→ PROBLEM TO SOLVE: Gather each line in the entries below that contains the string "concrete" and copy those lines unchanged. Matching is case-sensitive.

→ MATERIAL FOR THIS TASK:

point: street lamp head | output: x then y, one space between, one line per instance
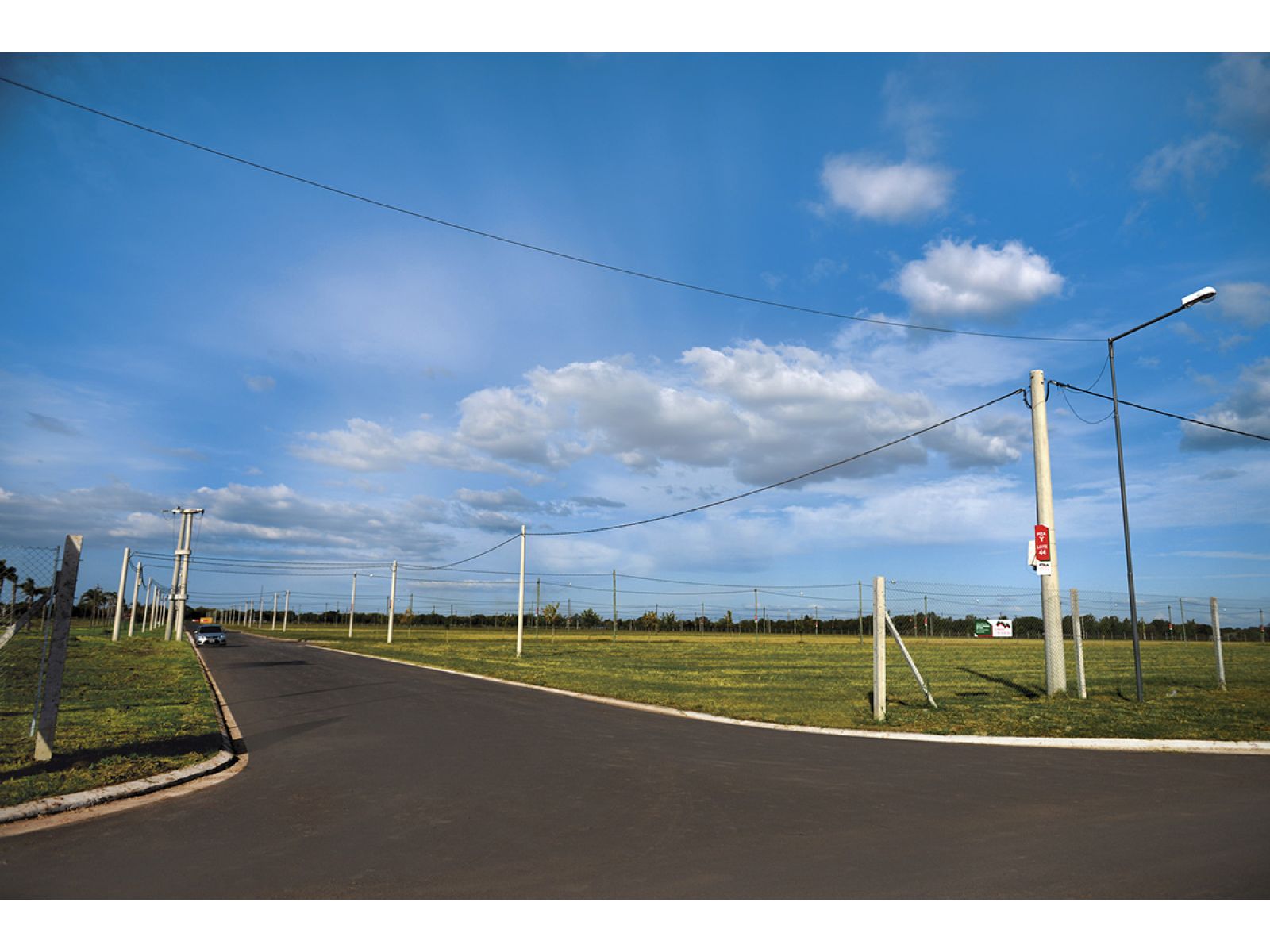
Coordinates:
1200 298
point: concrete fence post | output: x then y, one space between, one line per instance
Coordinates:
879 649
1217 644
118 598
1079 640
137 589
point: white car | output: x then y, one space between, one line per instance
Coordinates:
209 635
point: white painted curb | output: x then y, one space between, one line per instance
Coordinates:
1121 744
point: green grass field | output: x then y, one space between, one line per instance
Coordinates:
130 710
994 687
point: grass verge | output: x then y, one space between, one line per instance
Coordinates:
991 687
130 710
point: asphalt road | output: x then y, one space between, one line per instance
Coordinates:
375 780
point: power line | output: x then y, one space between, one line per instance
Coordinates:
1077 416
787 482
1165 413
529 247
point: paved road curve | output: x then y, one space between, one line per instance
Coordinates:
368 780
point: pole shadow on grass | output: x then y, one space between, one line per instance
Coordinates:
1013 685
175 747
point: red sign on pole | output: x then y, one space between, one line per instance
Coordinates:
1041 543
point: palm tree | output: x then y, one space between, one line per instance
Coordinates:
29 589
10 575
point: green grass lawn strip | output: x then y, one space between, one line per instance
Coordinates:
130 708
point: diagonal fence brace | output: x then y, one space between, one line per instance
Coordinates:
912 666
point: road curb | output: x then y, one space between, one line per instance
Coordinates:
25 818
1162 746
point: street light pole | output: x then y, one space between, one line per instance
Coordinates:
1202 296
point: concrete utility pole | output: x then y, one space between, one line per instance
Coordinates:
182 597
391 601
46 724
137 588
118 598
175 574
520 603
352 606
1051 605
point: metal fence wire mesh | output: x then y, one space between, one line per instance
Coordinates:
939 622
27 574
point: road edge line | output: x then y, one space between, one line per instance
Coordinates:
1162 746
87 804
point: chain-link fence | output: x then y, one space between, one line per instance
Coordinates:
956 636
25 625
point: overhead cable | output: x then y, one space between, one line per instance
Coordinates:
787 482
1165 413
529 247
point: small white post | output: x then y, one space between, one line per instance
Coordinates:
352 606
118 601
1079 639
1217 645
391 601
520 609
879 649
137 588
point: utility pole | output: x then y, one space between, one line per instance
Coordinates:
64 583
184 569
391 601
118 598
520 602
1052 608
1217 644
175 620
137 588
352 606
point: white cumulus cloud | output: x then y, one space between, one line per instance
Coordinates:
886 192
1187 162
1248 302
963 278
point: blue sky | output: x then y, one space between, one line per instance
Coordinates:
333 381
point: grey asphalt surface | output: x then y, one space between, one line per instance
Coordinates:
375 780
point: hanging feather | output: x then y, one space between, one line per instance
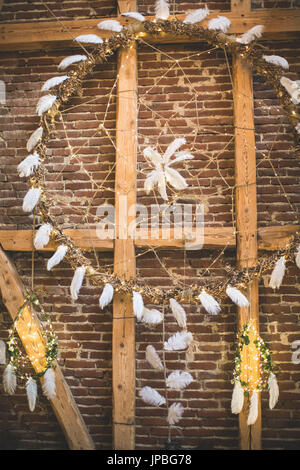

→ THE RESPONSE:
point: concrete fence post | output: x then y, one space between, one line per instance
point: concrete utility pole | output: x then y, one space between, one line per instance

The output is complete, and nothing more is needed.